• [CHECK YOUR UNDERSTANDING]:
(a) Decide whether each statement below agrees with the memoir review. For each, answer yes or no and quote the words of the review that decide it. (i) The reviewer was bothered by the author's repeated use of the word "beloved." (ii) The reviewer wishes the book had been only about the author leaving church and finding faith. (iii) The reviewer says the book contains nothing on journeys of faith and doubt.
(b) Reproduce the section of the memoir review that begins with the words containing "I wish the book" and ends with "the toxic elements.".
(c) Pick up the memoir review where it stops and keep writing it.

I am drawn to memoirs connected with journeys of faith and doubt, as deconstruction is a major part of my story. There is a little of this in this book, which was interesting and enjoyable enough, however, it is mostly syrupy therapy-type talk to fellow women who are also deconstructing, and her style was off-putting to me. For some reason, her consistent use of the word “beloved” crawled under my skin—I really don’t know why this was so triggering.
I wish the book was only about her leaving church and finding faith. But as the preachy and moralizing sections indicated, it was her leaving church and becoming woke. Karla, like so many of those who have deconstructed, is someone who left Christian fundamentalism and entered a cult. It seems that I am one of the few who deconstructed but did not convert to this new leftist religion. It sometimes is a marvel that this is where so many post-evangelicals end up. To me, it is like they left one bad relationship for another, and yet they gush about how perfect the new one is—utterly oblivious to the toxic elements.

• [DATASET RECORDS]:
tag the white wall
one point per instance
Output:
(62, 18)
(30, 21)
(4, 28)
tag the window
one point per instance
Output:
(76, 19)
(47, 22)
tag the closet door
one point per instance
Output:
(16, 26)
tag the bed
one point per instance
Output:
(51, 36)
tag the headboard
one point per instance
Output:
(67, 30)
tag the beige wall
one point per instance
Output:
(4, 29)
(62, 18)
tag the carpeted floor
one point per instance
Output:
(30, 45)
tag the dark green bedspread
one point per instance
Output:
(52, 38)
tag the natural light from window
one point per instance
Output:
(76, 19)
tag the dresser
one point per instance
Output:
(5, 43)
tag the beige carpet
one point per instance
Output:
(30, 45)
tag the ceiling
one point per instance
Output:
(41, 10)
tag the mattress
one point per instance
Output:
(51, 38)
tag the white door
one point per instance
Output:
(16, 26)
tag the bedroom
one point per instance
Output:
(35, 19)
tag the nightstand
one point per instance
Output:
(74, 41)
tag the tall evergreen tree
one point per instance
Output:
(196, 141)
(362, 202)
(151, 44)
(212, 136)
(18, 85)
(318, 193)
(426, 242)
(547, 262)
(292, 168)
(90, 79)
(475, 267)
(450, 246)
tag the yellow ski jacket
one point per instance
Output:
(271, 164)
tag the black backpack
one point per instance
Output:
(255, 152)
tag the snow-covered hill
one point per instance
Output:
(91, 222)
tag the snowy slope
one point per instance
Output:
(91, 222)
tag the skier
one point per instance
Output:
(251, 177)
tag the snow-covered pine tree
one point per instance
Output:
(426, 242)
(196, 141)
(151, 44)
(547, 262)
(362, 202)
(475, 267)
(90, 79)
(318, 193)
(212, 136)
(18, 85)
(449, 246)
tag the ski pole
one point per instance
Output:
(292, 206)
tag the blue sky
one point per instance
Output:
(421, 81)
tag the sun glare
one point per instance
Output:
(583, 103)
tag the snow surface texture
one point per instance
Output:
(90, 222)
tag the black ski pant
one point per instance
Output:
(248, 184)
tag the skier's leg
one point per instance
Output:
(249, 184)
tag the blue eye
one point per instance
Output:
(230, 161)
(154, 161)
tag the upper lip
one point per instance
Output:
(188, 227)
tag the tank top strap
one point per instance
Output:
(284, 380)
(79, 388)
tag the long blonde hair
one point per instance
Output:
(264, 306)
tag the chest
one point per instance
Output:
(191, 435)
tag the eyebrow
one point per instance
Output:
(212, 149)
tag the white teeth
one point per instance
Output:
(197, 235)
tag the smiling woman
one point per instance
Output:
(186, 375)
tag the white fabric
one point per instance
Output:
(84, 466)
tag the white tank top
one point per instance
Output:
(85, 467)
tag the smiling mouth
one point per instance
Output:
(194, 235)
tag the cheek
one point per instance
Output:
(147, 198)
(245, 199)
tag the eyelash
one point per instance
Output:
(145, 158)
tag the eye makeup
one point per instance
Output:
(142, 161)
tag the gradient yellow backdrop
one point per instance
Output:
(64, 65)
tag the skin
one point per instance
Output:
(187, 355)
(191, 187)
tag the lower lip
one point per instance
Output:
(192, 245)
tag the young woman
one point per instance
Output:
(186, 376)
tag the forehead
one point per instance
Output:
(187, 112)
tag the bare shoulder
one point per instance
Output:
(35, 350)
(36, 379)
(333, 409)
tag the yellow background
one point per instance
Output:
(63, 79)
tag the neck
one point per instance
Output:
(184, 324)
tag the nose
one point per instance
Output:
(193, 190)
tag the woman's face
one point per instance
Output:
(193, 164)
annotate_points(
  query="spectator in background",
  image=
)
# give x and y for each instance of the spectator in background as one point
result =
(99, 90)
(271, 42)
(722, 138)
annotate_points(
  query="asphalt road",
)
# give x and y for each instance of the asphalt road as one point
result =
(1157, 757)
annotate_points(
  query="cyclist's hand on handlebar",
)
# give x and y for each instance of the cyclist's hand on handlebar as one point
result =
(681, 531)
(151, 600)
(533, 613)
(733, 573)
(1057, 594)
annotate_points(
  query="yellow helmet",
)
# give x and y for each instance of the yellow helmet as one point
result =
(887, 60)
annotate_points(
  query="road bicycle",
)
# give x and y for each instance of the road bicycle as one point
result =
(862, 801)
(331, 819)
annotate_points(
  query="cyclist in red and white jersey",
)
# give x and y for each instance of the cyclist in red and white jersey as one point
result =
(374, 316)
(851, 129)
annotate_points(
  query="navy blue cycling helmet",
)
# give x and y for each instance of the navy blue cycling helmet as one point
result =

• [REPLIES]:
(a)
(i) Yes: "her consistent use of the word “beloved” crawled under my skin"
(ii) Yes: "I wish the book was only about her leaving church and finding faith."
(iii) No: "There is a little of this in this book"

(b)
I wish the book was only about her leaving church and finding faith. But as the preachy and moralizing sections indicated, it was her leaving church and becoming woke. Karla, like so many of those who have deconstructed, is someone who left Christian fundamentalism and entered a cult. It seems that I am one of the few who deconstructed but did not convert to this new leftist religion. It sometimes is a marvel that this is where so many post-evangelicals end up. To me, it is like they left one bad relationship for another, and yet they gush about how perfect the new one is—utterly oblivious to the toxic elements.

(c)
Woke is the new Puritanism; it has the doctrine of original sin and total depravity (being white, male, cis-gender, Christian) and invasive laws for every aspect of life. For those who are white--there is to be continual shame and beatdowns. White members are to ruminate on just how toxic, privileged, irredeemable, and oppressive they are and to do the work. Everyone else (those who are not white, well white trans people are okay) are just to dwell in their oppression, to be daily traumatized, to mind read, take offense, be continually triggered, hate white men, the West, and to rage--it must eventually get exhausting and is horrible for mental health and relationships—as those who have left the woke cult testify.
This leftist Identity cult often seems highly tribal, judgmental, and intolerant. There is no freedom of thought; to belong--there must be absolute ideological conformity. The woke speech codes are arbitrary and their dogma evolves--often into increasingly absurd, harmful, and irrational extremes, so adherents must stay on their toes and follow the new dictates or else. It offers no grace or mercy; no second chances for those who make a mistake--heretics are to be ruthlessly destroyed and canceled by the self-righteous virtue signalers. It demands white people to "do the work" until they die; continuing to grovel and flagellate themselves without an end. There is not much peace of mind--as lefties need to catastrophize regularly, be angry, protest, hate Israel, dismantle the patriarchy, and see oppression, racism, and injustice everywhere.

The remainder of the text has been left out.